▸ THE EXERCISE
Format all the rows below as a JSON list of strings, one string per line, with blank lines skipped. Leave the pictures out.

══════════════════════════════

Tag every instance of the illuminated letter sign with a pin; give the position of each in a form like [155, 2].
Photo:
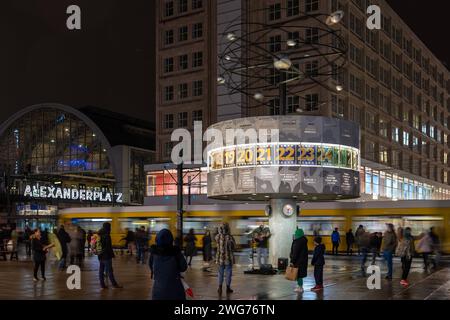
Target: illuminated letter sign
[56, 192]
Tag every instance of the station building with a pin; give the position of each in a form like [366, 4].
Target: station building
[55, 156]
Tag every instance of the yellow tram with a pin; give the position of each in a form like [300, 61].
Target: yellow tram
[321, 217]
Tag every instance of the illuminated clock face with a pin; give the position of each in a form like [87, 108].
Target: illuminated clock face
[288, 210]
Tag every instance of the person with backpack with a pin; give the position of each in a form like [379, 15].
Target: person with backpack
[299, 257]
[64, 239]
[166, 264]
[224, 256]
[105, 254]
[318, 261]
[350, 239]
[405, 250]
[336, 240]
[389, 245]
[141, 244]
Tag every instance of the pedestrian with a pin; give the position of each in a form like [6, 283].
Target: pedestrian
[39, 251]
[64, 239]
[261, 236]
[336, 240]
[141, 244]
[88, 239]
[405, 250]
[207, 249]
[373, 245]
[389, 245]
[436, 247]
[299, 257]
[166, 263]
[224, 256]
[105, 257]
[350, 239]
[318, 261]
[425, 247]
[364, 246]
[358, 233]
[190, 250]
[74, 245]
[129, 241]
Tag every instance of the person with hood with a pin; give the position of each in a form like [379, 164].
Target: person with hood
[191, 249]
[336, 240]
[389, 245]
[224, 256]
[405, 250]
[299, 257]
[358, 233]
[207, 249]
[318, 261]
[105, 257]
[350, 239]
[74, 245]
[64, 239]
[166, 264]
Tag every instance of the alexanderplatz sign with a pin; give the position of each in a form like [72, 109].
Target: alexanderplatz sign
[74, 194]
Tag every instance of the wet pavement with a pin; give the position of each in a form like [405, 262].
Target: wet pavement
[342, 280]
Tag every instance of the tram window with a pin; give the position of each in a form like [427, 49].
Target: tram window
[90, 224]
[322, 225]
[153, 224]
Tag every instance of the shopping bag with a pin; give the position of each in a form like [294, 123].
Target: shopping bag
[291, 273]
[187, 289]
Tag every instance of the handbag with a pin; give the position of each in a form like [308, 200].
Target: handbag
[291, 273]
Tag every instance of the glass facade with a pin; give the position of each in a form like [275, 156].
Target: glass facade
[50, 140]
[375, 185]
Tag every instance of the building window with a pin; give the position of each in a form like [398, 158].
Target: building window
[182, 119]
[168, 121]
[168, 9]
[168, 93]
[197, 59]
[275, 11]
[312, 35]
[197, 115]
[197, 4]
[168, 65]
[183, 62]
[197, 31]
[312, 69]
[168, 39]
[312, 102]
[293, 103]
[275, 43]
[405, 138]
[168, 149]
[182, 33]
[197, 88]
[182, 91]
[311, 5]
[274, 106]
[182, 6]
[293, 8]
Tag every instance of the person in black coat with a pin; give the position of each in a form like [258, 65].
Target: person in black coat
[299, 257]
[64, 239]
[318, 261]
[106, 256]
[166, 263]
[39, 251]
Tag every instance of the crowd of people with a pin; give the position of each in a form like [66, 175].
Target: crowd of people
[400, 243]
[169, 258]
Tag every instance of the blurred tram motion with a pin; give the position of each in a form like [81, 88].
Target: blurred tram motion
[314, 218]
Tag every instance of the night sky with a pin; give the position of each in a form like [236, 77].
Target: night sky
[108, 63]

══════════════════════════════

▸ ANSWER TO THIS TASK
[
  "Tag every instance of the illuminated letter sign with a pin; give the position of each in a form like [155, 2].",
  "Photo:",
  "Target: illuminated letter sign",
  "[56, 192]",
  "Tag every instance of the station building with a pin; give the position of each in a form like [366, 4].",
  "Target: station building",
  "[55, 156]",
  "Tag every instance of the yellow tram with a pin; give the position of each in a form like [300, 61].",
  "Target: yellow tram",
  "[321, 217]",
  "Tag every instance of the illuminated clock face with a pin; give the position of each in a form like [87, 108].",
  "Target: illuminated clock face",
  "[288, 210]",
  "Tag every instance of the person with backpack with a pin; give the position of each in a form like [379, 15].",
  "Target: person with backpack",
  "[299, 257]",
  "[64, 239]",
  "[166, 264]",
  "[224, 256]",
  "[105, 254]",
  "[318, 261]",
  "[350, 239]",
  "[405, 250]",
  "[336, 240]",
  "[389, 245]",
  "[141, 244]",
  "Tag every instance of the pedestrian with a pin; give the position of each in a form like [6, 283].",
  "Target: pedestrian",
  "[39, 251]",
  "[64, 239]",
  "[261, 236]",
  "[336, 240]",
  "[141, 244]",
  "[88, 239]",
  "[405, 250]",
  "[207, 249]",
  "[373, 245]",
  "[389, 245]",
  "[436, 247]",
  "[299, 257]",
  "[166, 263]",
  "[224, 256]",
  "[105, 257]",
  "[350, 239]",
  "[318, 261]",
  "[425, 247]",
  "[364, 246]",
  "[358, 233]",
  "[190, 250]",
  "[74, 245]",
  "[129, 241]",
  "Tag every instance of the person with hood with a pin; give the position of each in a form like [379, 164].",
  "Target: person with hood",
  "[191, 249]",
  "[336, 240]",
  "[389, 245]",
  "[224, 256]",
  "[405, 250]",
  "[299, 257]",
  "[358, 233]",
  "[207, 249]",
  "[318, 261]",
  "[105, 257]",
  "[350, 239]",
  "[74, 245]",
  "[64, 239]",
  "[166, 264]",
  "Tag every instance of the alexanderplatz sign with a pin; give the position of each in a form like [72, 109].",
  "Target: alexanderplatz sign",
  "[74, 194]",
  "Tag every instance of the wet pavement with a pin; give the position of each in a form like [405, 262].",
  "Target: wet pavement",
  "[342, 280]",
  "Tag every instance of the tram window with a pin; give the position of each in a form like [427, 49].",
  "Target: tram window",
  "[90, 224]",
  "[322, 225]",
  "[153, 224]",
  "Tag every instance of the shopping bag with a pin; give the position of each in a form like [294, 123].",
  "Target: shopping bag",
  "[291, 273]",
  "[187, 289]",
  "Tag every instance of the handbag with a pin; give the position of each in a form like [308, 200].",
  "Target: handbag",
  "[291, 273]",
  "Tag every instance of the glass facade with a pin; give the position of each in a form like [275, 156].",
  "Target: glass facade",
  "[50, 140]",
  "[375, 185]",
  "Tag every instance of the building window with a pin; give the position of each in a form like [398, 158].",
  "Target: building window",
  "[182, 119]",
  "[168, 121]",
  "[168, 9]",
  "[168, 93]",
  "[197, 59]",
  "[275, 11]",
  "[312, 35]",
  "[197, 115]",
  "[197, 4]",
  "[168, 65]",
  "[183, 62]",
  "[197, 31]",
  "[312, 69]",
  "[168, 39]",
  "[312, 102]",
  "[293, 103]",
  "[275, 43]",
  "[405, 138]",
  "[168, 149]",
  "[182, 33]",
  "[197, 88]",
  "[182, 91]",
  "[311, 5]",
  "[274, 106]",
  "[182, 6]",
  "[293, 8]",
  "Tag every instance of the person in black coat with a pin; give the position of each in a form like [258, 65].",
  "Target: person in black coat",
  "[299, 257]",
  "[64, 239]",
  "[318, 261]",
  "[106, 256]",
  "[166, 263]",
  "[39, 251]",
  "Tag every instance of the crowd of people with a pin; give the position of each in a form like [66, 175].",
  "Target: crowd of people",
  "[400, 243]",
  "[169, 258]",
  "Tag every instance of the blurred tram motion with a pin; give the position of each in a form like [81, 88].",
  "Target: blurred tram motion",
  "[314, 218]",
  "Tag every instance of the night sky with a pin; give the position of each in a form like [236, 77].",
  "Target: night sky",
  "[108, 63]"
]